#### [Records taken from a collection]
★ ★ ★ ★ ★ ★ ★
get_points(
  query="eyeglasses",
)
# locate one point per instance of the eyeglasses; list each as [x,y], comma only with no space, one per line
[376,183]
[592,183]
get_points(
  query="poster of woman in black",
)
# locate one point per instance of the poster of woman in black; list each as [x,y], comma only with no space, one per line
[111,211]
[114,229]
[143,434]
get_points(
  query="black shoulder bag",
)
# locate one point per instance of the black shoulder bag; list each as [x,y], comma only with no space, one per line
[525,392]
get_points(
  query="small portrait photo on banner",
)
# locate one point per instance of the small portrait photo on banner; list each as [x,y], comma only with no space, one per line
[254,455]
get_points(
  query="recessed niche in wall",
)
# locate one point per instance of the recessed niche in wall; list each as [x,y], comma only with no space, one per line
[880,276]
★ ★ ★ ★ ★ ★ ★
Repeat every line of the records above word for word, without changing anything.

get_points(
  query="eyeglasses",
)
# locate one point per instance of the eyeglasses; list each as [x,y], comma only with no space, one per line
[376,183]
[592,183]
get_points(
  query="poster of woman in black",
)
# locate one point per instance of the poster of woman in black; list each as [x,y], comma only with no space, one per line
[111,211]
[114,229]
[143,434]
get_points(
  query="black shoulder bag",
)
# locate one point per instance of the black shoulder bag; list each as [x,y], comma only with no space, one per line
[525,392]
get_points(
  query="small portrait photo on banner",
)
# locate one point per instance of the small portrait photo on banner; list each as [x,y], comma only with no space, one per line
[254,455]
get_points(
  query="recessed niche in wall",
)
# locate one point per instance of the recessed niche in wall; list each as [x,y], comma only with no space, one per line
[880,276]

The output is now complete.